Directive
Find the line that contains "example: [309, 350]". Then set down that line and all the lines after it, to the end of the records, exactly and with nothing added.

Items
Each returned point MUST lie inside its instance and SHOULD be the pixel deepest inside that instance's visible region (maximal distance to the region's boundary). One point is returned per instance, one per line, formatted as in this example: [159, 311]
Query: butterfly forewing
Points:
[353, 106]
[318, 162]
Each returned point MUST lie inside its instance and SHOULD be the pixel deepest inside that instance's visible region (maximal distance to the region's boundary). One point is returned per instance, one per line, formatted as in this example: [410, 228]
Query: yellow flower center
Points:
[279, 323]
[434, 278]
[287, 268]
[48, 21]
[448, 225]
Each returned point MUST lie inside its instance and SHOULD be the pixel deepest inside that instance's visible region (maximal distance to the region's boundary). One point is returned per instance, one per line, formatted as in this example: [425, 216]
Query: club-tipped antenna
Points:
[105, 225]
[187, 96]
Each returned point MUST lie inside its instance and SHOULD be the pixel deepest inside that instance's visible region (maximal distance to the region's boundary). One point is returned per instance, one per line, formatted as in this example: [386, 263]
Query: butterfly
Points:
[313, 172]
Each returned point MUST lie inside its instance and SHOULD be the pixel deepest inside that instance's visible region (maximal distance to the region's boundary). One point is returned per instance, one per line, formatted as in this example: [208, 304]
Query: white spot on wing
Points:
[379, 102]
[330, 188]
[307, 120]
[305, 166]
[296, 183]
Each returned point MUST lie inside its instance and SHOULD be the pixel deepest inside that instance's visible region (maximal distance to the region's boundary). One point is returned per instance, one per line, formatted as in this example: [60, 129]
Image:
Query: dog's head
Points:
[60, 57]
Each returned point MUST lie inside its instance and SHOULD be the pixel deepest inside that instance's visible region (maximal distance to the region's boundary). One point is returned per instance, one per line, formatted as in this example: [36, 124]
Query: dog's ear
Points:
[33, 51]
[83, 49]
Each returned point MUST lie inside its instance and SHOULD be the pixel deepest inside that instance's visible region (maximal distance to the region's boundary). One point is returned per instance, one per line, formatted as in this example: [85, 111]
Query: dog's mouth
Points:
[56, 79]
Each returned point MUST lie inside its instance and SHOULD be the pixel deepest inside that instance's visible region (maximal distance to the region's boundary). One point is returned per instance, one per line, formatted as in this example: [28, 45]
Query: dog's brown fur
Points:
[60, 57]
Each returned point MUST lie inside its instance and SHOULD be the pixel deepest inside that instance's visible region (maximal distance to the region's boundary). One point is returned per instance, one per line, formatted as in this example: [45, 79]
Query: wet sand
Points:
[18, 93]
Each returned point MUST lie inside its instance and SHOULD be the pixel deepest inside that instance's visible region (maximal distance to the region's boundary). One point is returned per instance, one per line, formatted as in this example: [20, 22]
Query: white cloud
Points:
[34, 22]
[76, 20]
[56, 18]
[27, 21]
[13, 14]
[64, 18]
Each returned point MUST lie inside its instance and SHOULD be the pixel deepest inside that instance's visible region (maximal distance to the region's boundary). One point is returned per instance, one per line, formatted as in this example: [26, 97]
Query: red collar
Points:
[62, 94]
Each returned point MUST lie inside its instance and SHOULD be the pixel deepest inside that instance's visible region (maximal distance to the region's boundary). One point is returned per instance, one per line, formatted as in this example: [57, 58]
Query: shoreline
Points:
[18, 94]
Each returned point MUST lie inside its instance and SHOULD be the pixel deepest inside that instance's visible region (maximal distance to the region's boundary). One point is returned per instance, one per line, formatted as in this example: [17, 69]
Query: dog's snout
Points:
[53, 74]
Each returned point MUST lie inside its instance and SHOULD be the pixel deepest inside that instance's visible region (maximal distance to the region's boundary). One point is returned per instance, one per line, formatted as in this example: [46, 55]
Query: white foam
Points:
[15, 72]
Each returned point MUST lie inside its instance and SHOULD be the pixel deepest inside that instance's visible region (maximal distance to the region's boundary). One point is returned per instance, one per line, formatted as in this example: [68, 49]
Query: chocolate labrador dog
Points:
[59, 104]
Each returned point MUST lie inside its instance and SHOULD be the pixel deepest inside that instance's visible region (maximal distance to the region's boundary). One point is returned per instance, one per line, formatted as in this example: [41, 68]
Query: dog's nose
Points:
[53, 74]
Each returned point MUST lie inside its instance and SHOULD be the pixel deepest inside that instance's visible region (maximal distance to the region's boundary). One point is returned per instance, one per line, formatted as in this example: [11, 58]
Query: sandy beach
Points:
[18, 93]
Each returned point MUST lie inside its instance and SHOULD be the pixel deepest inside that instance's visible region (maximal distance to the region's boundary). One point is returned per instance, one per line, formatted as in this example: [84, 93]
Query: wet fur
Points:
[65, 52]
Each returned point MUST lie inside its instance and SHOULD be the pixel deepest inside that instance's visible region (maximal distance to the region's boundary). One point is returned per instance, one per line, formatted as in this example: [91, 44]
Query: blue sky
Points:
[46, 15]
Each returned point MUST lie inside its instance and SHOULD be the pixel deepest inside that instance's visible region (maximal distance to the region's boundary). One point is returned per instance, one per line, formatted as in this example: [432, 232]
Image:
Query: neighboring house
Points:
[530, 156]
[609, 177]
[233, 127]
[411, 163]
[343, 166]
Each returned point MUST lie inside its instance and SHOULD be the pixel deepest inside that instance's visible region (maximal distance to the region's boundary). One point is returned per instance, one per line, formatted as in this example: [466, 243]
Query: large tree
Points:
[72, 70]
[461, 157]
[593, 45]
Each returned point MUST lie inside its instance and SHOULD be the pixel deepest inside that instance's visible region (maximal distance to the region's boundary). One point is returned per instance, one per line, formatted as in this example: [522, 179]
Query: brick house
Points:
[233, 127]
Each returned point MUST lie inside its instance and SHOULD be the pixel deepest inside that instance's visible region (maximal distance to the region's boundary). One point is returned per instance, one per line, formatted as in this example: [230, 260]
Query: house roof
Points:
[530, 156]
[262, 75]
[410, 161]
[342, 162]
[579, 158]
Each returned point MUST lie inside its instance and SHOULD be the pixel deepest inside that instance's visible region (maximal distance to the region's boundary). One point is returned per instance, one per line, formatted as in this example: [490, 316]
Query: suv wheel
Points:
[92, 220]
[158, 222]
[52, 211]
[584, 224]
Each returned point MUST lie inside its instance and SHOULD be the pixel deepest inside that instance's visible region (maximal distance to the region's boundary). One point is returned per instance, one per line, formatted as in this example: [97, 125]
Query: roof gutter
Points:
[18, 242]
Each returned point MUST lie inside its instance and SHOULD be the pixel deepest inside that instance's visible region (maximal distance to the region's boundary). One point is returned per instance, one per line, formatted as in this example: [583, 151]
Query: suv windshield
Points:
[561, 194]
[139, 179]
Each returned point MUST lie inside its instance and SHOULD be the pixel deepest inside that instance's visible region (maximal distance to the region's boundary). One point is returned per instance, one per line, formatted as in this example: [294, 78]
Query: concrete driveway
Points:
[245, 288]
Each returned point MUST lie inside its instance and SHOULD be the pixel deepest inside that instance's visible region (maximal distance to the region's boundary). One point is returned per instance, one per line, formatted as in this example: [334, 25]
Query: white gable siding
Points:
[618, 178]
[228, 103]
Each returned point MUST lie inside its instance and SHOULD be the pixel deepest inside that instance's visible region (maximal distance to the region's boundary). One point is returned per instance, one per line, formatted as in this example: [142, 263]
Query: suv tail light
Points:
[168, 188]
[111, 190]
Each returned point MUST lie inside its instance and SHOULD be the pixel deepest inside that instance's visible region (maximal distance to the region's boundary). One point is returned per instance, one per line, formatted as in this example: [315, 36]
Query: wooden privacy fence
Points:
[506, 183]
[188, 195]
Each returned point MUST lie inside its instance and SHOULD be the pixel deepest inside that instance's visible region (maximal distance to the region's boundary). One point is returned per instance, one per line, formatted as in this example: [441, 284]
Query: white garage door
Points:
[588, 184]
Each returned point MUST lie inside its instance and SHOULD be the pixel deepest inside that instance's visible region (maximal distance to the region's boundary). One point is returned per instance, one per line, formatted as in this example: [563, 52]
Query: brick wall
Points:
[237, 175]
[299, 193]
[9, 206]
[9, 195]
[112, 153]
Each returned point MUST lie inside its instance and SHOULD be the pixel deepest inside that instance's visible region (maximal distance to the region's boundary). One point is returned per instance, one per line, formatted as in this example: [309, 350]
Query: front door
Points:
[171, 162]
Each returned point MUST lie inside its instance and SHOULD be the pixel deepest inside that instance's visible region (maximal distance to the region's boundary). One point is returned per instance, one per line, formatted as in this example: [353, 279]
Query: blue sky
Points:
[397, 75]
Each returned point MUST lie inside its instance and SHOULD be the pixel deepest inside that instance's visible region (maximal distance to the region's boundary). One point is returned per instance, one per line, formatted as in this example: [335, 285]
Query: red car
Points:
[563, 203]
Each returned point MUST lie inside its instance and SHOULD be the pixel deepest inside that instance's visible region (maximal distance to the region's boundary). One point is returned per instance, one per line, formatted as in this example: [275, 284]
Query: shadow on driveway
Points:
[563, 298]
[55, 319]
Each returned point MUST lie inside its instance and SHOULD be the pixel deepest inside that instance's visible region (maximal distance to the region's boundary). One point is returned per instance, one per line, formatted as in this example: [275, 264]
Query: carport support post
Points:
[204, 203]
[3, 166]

Completed task
Each returned point MUST lie inside its instance and SHOULD be the pixel deepest inside that instance's visible region (maximal distance to the region's boundary). One point is returned per instance, one per line, formatted as in this example: [309, 350]
Query: front door
Points:
[171, 162]
Each returned point MUST lie inside its instance and SHOULD be the pixel deepest inside that instance's visible region (maximal distance to the region's boundary). One point is returned per instance, one per line, formatted as in this example: [353, 279]
Query: blue sky
Points:
[397, 75]
Each returned point MUST lie inside its instance and SHOULD be the pixel deepest inside that instance's visible region (maximal distance to the region's boundary). One point is returned per instance, one per line, formatted as in this example: [335, 285]
Query: red car
Points:
[563, 203]
Each returned point MUST lie inside its instance and SHOULD be the pixel deepest inside that instance's visible region (maximal distance to the region's boundary). One point is returned per instance, one per line, formatted as in this example: [275, 284]
Query: shadow on driveway
Points:
[563, 298]
[55, 319]
Each returned point MUST lie inside its instance and SHOULD be the pixel deepest inside that instance's visible region (maximal distance to the region's boundary). One point is returned per instance, one per line, formatted as in this example: [275, 264]
Query: carport support post
Points:
[204, 203]
[3, 166]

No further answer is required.